- [GIVEN REQUEST] Report how many of the lines below contain the string "flower", matching case exactly. Give only the number.

============================================================

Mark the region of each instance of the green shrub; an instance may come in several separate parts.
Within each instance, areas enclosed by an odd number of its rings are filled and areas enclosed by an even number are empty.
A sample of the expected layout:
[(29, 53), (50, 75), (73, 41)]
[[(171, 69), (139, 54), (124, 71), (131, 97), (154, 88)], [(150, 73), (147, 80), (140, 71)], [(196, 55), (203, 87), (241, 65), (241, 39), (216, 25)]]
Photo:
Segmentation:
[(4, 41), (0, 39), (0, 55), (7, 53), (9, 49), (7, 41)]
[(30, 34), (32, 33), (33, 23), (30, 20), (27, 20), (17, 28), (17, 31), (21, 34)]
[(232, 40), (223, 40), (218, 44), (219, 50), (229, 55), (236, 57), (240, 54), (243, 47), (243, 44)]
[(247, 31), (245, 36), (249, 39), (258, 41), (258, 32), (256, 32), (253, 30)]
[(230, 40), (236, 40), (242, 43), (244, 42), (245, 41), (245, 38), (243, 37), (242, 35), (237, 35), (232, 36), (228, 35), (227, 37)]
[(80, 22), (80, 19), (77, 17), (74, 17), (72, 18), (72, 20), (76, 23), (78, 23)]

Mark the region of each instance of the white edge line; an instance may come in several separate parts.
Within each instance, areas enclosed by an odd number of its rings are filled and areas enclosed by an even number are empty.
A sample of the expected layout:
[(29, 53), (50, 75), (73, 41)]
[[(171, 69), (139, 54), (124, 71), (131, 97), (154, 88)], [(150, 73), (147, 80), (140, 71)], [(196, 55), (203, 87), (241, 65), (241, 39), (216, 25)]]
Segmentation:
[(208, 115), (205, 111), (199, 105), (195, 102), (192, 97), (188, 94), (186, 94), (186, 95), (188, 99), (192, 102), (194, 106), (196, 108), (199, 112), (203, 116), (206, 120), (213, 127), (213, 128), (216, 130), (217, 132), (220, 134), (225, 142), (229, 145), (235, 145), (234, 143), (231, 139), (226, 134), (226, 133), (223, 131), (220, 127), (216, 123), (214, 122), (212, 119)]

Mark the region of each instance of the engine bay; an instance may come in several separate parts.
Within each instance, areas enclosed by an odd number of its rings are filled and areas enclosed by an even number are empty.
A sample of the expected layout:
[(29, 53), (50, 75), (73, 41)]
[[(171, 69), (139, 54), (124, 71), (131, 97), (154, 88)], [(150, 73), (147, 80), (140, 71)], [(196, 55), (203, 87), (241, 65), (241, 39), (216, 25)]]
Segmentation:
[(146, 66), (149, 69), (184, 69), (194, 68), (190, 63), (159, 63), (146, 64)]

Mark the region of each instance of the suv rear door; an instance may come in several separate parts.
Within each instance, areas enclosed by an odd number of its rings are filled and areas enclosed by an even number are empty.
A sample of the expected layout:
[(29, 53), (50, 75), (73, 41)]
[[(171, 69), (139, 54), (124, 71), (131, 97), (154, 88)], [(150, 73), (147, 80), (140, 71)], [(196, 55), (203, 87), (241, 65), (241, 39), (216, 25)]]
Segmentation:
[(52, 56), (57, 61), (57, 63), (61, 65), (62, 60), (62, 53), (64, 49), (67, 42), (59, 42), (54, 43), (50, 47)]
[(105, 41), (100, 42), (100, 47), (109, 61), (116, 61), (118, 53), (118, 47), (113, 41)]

============================================================

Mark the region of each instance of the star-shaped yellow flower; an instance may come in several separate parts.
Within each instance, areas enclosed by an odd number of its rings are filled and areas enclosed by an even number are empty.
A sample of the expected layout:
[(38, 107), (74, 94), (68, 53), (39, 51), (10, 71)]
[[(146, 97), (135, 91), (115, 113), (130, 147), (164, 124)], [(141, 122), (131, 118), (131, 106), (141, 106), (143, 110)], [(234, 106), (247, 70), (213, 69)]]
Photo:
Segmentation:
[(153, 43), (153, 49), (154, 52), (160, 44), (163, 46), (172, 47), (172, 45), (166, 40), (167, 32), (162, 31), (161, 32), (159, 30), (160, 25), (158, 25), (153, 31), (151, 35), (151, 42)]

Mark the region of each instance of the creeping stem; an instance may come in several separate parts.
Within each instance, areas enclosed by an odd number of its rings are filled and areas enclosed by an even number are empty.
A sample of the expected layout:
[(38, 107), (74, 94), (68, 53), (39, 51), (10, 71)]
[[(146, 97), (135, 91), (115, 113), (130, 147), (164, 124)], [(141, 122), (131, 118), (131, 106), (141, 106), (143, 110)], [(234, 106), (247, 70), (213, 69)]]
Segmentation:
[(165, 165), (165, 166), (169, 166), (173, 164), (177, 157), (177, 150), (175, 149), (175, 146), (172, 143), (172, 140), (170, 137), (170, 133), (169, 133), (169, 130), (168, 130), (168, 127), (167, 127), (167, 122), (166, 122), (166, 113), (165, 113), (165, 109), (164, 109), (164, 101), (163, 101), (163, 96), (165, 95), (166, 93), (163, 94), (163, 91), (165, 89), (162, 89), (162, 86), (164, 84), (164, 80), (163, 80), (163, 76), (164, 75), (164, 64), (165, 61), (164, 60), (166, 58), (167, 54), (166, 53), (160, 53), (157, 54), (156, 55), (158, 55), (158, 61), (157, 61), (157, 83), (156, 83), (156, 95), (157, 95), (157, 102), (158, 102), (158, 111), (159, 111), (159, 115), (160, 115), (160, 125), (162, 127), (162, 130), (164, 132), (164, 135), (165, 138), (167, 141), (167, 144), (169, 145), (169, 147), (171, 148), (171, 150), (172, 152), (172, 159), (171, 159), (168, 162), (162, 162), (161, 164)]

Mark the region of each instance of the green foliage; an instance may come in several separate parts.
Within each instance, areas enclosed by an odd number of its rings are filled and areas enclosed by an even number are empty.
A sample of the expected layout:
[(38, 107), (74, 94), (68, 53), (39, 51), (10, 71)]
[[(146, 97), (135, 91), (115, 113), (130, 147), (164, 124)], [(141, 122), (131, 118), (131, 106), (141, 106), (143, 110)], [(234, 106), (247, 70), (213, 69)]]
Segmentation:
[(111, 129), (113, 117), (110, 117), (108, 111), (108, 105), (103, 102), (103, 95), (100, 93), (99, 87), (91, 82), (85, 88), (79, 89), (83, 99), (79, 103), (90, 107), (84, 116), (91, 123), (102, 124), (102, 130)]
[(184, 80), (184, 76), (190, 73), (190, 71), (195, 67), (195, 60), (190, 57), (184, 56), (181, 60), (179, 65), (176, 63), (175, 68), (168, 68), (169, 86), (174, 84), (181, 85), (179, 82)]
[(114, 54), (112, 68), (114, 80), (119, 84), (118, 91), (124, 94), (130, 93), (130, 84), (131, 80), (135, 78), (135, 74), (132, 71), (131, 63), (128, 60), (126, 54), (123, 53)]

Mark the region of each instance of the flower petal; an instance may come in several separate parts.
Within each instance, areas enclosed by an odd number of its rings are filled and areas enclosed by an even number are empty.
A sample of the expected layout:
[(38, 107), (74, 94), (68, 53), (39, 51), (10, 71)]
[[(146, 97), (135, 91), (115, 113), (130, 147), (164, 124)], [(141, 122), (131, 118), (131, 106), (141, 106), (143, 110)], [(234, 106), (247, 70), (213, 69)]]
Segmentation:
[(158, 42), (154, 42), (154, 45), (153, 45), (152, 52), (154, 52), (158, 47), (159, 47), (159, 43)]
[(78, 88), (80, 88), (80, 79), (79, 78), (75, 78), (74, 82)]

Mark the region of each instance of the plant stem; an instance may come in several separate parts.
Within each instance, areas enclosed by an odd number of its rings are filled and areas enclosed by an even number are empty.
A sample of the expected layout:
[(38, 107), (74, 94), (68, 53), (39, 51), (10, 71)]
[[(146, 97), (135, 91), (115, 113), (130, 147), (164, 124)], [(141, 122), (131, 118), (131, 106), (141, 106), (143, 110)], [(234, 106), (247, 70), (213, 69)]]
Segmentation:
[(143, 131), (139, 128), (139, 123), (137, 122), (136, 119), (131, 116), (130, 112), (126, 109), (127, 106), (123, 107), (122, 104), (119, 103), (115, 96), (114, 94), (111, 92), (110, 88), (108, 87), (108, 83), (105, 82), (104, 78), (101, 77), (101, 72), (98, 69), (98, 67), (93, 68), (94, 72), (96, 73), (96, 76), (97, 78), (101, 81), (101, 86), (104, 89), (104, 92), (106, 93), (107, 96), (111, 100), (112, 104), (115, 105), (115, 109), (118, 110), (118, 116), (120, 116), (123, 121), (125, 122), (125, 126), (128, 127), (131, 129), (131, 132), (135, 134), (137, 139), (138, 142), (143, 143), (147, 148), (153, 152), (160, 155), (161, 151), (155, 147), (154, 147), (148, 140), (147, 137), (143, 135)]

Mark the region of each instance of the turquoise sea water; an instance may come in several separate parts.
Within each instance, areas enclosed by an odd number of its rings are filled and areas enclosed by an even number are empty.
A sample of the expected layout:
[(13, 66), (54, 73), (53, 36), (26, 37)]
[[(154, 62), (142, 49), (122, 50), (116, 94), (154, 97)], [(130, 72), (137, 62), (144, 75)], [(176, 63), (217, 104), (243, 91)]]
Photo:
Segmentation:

============================================================

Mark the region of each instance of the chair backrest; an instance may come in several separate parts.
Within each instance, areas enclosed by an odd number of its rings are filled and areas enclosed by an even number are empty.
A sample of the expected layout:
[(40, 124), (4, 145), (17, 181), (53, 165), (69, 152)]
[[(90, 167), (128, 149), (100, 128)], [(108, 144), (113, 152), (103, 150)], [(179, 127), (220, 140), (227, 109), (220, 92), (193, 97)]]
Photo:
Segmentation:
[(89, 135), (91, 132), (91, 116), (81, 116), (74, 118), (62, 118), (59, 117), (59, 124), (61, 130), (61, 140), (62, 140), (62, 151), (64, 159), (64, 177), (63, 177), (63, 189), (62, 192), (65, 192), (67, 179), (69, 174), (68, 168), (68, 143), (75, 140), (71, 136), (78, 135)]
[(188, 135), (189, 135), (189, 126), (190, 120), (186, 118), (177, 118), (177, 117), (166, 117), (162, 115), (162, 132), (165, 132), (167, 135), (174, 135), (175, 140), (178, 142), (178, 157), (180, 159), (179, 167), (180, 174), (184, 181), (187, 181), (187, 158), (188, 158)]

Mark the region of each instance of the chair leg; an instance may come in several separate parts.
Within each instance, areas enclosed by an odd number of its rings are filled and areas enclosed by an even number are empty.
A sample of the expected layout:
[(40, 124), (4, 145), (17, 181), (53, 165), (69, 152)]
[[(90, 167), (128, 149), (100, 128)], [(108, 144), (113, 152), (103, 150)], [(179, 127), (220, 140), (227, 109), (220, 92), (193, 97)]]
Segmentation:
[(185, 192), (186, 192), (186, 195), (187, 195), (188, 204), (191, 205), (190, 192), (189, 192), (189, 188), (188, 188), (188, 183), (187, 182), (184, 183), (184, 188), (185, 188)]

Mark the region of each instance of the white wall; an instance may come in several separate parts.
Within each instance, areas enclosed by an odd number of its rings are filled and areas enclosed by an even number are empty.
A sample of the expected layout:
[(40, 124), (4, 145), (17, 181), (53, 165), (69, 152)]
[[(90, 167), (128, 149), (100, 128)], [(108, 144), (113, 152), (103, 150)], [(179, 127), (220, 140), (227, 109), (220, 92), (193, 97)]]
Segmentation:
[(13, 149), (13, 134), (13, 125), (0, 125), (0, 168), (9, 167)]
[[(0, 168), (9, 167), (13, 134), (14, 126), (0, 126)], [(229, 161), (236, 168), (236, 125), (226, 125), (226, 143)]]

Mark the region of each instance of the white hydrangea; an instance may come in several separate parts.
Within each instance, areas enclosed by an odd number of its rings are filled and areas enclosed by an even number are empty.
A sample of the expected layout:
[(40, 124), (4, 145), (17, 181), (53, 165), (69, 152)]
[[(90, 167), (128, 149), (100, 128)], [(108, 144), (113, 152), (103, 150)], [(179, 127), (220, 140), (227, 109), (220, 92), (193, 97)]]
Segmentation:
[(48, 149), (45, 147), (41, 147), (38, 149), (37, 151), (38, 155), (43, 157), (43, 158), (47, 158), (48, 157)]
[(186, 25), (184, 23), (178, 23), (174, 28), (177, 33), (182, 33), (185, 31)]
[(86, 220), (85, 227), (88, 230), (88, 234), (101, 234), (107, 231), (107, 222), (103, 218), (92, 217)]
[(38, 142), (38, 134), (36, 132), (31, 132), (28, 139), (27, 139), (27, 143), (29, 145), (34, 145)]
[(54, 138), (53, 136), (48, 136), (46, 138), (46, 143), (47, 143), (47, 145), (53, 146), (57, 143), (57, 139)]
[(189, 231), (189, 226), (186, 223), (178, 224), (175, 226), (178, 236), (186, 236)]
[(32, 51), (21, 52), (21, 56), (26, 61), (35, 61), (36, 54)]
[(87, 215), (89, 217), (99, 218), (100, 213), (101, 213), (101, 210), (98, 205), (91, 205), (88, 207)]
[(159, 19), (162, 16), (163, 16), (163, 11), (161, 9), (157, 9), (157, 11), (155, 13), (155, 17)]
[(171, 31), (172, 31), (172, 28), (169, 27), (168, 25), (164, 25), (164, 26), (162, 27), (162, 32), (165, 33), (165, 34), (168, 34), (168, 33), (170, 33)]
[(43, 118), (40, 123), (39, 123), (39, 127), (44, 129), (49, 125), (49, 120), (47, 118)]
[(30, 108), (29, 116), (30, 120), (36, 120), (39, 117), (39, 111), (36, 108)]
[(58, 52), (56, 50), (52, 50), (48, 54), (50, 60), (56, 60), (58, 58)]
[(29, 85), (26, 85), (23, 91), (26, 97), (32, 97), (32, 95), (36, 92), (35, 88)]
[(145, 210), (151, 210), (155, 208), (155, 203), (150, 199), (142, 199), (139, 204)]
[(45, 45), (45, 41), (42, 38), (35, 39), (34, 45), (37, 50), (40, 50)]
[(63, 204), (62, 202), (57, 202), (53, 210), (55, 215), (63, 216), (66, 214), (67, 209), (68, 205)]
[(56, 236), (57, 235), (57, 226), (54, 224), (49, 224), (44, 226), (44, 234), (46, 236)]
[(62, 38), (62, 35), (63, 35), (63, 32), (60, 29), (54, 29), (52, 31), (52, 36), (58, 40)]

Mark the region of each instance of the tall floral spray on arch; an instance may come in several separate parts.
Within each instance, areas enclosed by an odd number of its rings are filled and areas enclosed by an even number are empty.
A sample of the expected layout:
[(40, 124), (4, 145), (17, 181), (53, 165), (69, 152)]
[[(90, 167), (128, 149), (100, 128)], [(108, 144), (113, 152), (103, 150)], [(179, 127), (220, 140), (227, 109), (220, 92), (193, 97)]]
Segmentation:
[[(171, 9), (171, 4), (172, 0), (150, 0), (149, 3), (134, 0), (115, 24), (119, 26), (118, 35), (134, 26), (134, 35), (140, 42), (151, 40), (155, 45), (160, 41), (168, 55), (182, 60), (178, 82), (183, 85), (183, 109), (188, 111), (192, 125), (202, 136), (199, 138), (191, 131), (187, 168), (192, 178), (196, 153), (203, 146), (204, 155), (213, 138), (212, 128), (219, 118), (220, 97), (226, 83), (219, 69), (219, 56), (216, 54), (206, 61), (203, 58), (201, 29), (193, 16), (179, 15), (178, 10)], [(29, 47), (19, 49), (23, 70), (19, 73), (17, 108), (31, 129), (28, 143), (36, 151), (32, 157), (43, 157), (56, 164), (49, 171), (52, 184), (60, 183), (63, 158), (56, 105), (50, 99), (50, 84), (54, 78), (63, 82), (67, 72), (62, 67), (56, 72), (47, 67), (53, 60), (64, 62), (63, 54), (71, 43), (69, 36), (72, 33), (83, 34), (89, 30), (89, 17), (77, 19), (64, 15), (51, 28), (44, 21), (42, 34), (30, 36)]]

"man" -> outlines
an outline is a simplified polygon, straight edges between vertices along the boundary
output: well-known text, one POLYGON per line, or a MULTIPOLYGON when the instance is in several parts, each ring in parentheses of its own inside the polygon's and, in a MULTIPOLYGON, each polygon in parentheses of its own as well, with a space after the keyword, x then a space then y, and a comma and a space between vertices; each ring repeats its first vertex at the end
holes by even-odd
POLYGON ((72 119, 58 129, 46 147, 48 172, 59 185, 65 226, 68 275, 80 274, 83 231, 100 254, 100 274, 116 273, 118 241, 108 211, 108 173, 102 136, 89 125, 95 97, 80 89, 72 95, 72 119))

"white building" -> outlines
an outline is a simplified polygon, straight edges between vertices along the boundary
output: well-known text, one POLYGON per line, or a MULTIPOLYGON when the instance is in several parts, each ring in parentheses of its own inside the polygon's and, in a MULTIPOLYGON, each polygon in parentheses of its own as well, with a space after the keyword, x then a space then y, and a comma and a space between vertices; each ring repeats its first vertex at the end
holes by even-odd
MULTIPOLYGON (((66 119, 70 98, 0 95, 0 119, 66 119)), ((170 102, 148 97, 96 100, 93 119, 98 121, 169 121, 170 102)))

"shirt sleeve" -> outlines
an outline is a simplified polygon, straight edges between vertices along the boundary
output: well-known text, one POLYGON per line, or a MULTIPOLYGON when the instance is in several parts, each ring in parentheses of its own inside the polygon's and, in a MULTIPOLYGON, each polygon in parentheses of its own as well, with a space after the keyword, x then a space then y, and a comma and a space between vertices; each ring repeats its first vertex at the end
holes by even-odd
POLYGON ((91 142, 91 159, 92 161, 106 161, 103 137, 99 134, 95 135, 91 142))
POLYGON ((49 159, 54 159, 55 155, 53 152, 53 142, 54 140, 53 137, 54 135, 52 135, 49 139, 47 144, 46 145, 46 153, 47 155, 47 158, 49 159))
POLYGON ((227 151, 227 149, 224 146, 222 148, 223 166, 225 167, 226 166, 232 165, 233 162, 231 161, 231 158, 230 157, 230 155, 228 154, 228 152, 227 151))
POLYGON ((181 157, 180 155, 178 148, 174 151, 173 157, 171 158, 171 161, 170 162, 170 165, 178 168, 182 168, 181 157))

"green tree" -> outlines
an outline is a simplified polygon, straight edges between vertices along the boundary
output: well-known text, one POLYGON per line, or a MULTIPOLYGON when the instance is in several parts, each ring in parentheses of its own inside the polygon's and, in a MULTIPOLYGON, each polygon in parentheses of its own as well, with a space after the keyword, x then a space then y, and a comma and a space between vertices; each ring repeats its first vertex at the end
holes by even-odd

============================================================

- [PROBLEM SOLUTION] 2